**YOUR ASSIGNMENT**:
Output the full listing exactly as written, with no pictures in it.

**SOURCE DATA**:
-------------------------

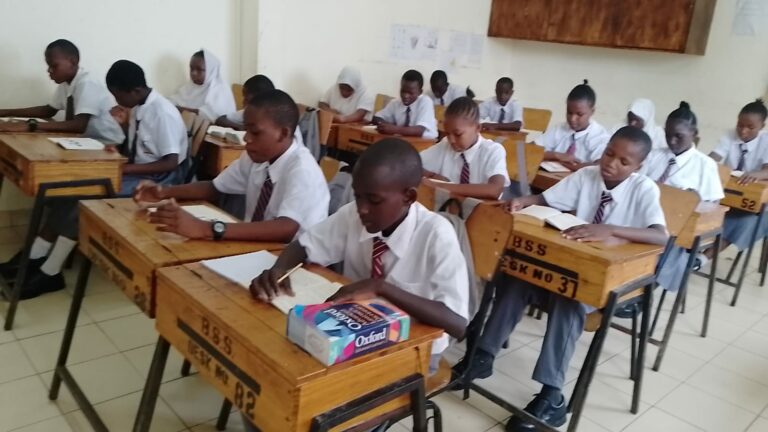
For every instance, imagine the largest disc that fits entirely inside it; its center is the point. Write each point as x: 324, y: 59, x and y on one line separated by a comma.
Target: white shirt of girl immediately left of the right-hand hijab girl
x: 590, y: 143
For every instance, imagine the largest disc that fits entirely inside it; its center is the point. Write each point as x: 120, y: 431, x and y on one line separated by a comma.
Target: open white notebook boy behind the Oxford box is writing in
x: 308, y: 287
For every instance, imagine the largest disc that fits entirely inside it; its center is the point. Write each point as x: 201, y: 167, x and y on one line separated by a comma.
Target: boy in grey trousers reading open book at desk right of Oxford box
x: 620, y: 203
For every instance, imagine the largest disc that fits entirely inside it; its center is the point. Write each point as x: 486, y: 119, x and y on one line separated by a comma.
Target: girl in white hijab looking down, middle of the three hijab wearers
x: 348, y: 98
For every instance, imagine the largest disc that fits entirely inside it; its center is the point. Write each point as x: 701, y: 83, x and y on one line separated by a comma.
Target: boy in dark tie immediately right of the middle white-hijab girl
x: 413, y: 114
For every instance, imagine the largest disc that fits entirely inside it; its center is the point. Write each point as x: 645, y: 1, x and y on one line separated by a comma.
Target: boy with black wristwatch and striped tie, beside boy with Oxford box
x: 284, y: 188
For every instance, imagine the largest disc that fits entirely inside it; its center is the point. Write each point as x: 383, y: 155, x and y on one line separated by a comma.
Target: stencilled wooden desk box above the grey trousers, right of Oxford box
x: 586, y: 272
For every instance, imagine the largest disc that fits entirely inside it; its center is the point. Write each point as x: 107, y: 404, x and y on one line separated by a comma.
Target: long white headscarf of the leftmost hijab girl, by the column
x: 213, y: 98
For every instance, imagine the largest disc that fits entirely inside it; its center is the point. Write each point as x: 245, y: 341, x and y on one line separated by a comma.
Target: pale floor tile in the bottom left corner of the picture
x: 24, y: 402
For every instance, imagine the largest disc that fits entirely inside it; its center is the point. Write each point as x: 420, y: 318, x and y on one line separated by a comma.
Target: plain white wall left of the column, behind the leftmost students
x: 159, y: 35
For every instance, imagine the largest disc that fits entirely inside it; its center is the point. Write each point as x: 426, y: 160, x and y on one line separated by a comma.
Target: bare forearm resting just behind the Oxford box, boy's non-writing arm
x: 427, y: 311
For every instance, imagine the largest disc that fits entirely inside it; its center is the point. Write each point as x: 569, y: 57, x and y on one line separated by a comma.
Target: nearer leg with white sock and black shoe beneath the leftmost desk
x: 63, y: 225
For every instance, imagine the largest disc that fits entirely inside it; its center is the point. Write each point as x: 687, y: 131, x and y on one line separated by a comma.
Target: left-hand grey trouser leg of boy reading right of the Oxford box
x: 508, y: 308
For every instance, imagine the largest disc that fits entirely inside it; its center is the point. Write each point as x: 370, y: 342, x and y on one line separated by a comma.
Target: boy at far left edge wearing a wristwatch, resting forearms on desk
x: 85, y: 102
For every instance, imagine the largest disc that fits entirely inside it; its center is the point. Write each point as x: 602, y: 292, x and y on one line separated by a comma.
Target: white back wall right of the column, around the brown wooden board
x: 304, y: 43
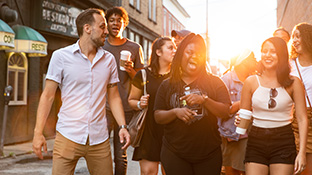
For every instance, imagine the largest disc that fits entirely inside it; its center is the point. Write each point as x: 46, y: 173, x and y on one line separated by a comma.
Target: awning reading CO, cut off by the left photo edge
x: 6, y: 36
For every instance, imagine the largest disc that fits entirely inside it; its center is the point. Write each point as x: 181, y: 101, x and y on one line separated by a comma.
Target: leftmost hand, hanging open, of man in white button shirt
x: 39, y: 142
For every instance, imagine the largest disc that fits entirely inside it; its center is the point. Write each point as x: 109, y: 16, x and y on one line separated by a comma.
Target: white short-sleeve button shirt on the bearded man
x: 83, y: 88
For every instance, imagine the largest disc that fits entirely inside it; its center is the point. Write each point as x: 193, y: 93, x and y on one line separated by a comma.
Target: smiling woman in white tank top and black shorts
x: 271, y: 95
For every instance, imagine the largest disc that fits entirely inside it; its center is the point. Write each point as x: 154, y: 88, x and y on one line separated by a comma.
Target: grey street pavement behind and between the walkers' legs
x: 19, y: 159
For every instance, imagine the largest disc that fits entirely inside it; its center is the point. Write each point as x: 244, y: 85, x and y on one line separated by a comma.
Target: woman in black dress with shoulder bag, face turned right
x: 148, y: 153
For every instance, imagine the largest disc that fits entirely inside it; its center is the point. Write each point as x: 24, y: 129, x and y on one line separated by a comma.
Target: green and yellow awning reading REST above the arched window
x: 29, y: 41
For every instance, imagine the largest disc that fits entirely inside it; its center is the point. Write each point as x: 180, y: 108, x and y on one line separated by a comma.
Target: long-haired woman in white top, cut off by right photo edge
x: 301, y: 61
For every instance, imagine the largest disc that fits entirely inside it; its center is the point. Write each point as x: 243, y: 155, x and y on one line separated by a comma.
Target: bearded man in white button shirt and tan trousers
x: 85, y: 73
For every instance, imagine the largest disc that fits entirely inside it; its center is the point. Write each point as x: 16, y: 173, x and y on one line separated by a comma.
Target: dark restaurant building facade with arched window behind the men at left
x: 54, y: 21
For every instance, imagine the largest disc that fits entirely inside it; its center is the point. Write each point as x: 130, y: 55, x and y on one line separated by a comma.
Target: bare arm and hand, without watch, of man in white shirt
x: 45, y: 103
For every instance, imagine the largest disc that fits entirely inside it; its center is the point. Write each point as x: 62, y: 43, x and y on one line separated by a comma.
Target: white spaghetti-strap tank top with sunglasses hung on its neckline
x: 278, y: 116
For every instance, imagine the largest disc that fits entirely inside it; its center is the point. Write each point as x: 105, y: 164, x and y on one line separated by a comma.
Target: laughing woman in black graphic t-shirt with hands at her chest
x: 187, y: 104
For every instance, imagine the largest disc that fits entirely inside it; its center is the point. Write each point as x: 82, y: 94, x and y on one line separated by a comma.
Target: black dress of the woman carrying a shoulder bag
x: 151, y: 142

-------------------------

**SOLUTION TO THE PROBLEM**:
For every instance, imagine the largest disc that fits entirely inside it; its center is the point. Write each point as x: 324, y: 59, x and y on one line separated by a comma.
Target: white shirt of girl immediately left of the right-hand hijab girl
x: 590, y: 143
For every instance, imagine the largest disc that fits entirely inside it; its center is the point. Write each point as x: 120, y: 431, x and y on one line separated by a comma.
Target: open white notebook boy behind the Oxford box is writing in
x: 308, y: 287
For every instance, imagine the largest disc that fits entirely inside it; its center is the point. Write each point as x: 201, y: 167, x and y on one line separated by a comma.
Target: boy in grey trousers reading open book at desk right of Oxford box
x: 620, y: 203
For every instance, imagine the largest disc that fits entirely inside it; its center is the point. Write each point as x: 486, y: 119, x and y on one line separated by a comma.
Target: girl in white hijab looking down, middle of the three hijab wearers
x: 348, y: 98
For every instance, imagine the largest disc that fits entirely inside it; its center is the point. Write each point as x: 701, y: 83, x and y on one line separated by a comma.
Target: boy in dark tie immediately right of the middle white-hijab girl
x: 413, y: 114
For every instance, imagine the largest disc that fits entirely inside it; its center is the point. Write each point as x: 645, y: 1, x and y on one line separated by a comma.
Target: boy with black wristwatch and striped tie, beside boy with Oxford box
x: 284, y: 188
For every instance, imagine the largest disc that fits entirely inside it; its center is the point. Write each point as x: 383, y: 155, x and y on one line separated by a comma.
Target: stencilled wooden desk box above the grey trousers, right of Oxford box
x: 586, y: 272
For every instance, imagine the largest disc that fits entirely inside it; its center is the point. Write each point as x: 107, y: 404, x and y on one line separated by a comma.
Target: long white headscarf of the leftmost hijab girl, by the column
x: 213, y: 98
For every instance, imagine the largest disc that fits entirely inside it; its center is the point. Write each point as x: 245, y: 341, x and y on one line separated by a comma.
Target: pale floor tile in the bottom left corner of the picture
x: 24, y: 402
For every instance, imagine the largest disc that fits entirely inside it; its center is the point. Write each point as x: 420, y: 318, x and y on one line separated by a comma.
Target: plain white wall left of the column, behind the leftmost students
x: 159, y: 35
For every instance, imagine the largest disc that fits entirely inside it; its center is the point. Write each point as x: 426, y: 160, x and y on one line separated by a comma.
Target: bare forearm resting just behind the Oxford box, boy's non-writing arm
x: 427, y: 311
For every instance, imagine the largest disc that fits entirely inside it; its center is the point. Write each point as x: 569, y: 57, x and y on one line separated by a comma.
Target: nearer leg with white sock and black shoe beneath the leftmost desk
x: 63, y: 225
For every instance, imagine the largest disc that fits entirely inside it; its center is the point. Write each point as x: 687, y: 131, x and y on one line separated by a comma.
Target: left-hand grey trouser leg of boy reading right of the Oxford box
x: 508, y: 308
For every instance, imagine the largest disc that fits entirely inside it; its center is the point. Write each point as x: 370, y: 342, x and y on one line separated by a comma.
Target: boy at far left edge wearing a wristwatch, resting forearms on desk
x: 85, y: 102
For every instance, imagine the largest disc that fits entirely inside it; its center is the point. Write each point as x: 602, y: 292, x and y on one line separated by a comma.
Target: white back wall right of the column, around the brown wooden board
x: 304, y: 43
For every instance, imagine the largest disc that fits entirely inside it; its center is the point. Write each point as x: 46, y: 173, x and y on one line separated by a comma.
Target: awning reading CO, cut off by the left photo edge
x: 6, y: 36
For every instance, imagine the largest disc that fits entirely inside it; its center is the point. Write each point as x: 181, y: 101, x and y on one line separated by a comma.
Target: leftmost hand, hanging open, of man in white button shirt
x: 39, y: 142
For every instance, imagine the largest disc that fits entirely inside it; its center is the point. Write each point as x: 109, y: 16, x and y on one line separated by a comma.
Target: white short-sleeve button shirt on the bearded man
x: 83, y: 88
For every instance, imagine the largest disc that fits entirely inside it; its center is the point. Write each point as x: 193, y: 93, x and y on one line separated by a comma.
Target: smiling woman in white tank top and black shorts
x: 271, y: 95
For every instance, imagine the largest disc that fits entirely inside it; its center is the point. Write each point as x: 154, y: 88, x and y on one line separated by a comma.
Target: grey street pavement behind and between the walkers' legs
x: 19, y: 159
For every instance, imagine the largest disc that fits entirely inside it; its center is the point. Write each point as x: 244, y: 85, x and y on one line separated by a comma.
Target: woman in black dress with shoulder bag, face turned right
x: 148, y: 153
For every instance, imagine the largest disc that fits entirely inside it; its center is the point. Write each point as x: 24, y: 129, x and y on one line separated by a comma.
Target: green and yellow awning reading REST above the arched window
x: 29, y: 41
For every instance, imagine the largest disc that fits entirely inside it; its center is the point. Write each point as x: 180, y: 108, x and y on one line separated by a comma.
Target: long-haired woman in white top, cut off by right photo edge
x: 301, y: 61
For every instance, imagine the largest disc that fits entirely inside it; its center is the point. Write each point as x: 243, y: 155, x and y on one line separated by a comma.
Target: bearded man in white button shirt and tan trousers
x: 85, y: 73
For every instance, imagine the largest disc that fits entirely inside it; its center is the point. Write each point as x: 16, y: 173, x and y on one line separated by a comma.
Target: dark restaurant building facade with arched window behind the men at left
x: 54, y: 21
For every instance, imagine the largest disc that fits entirely inside it; its center is the point. Write each point as x: 130, y: 55, x and y on one line separated by a comma.
Target: bare arm and hand, without watch, of man in white shirt
x: 45, y: 103
For every instance, imagine the largest disc that fits entirely inside it; its center is the point. Write each point as x: 62, y: 43, x and y on one line separated by a comma.
Target: white spaghetti-strap tank top with sunglasses hung on its neckline
x: 278, y: 116
For every instance, imagine the largest disc that fits entirely inside it; its center is the point. Write each point as x: 105, y: 164, x and y on one line separated by a comma.
Target: laughing woman in black graphic t-shirt with hands at her chest
x: 187, y: 104
For every instance, imagine the largest disc that fits entirely inside it; its center is the point. Write each point as x: 82, y: 94, x and y on one line separated by a comma.
Target: black dress of the woman carrying a shoulder bag
x: 151, y: 142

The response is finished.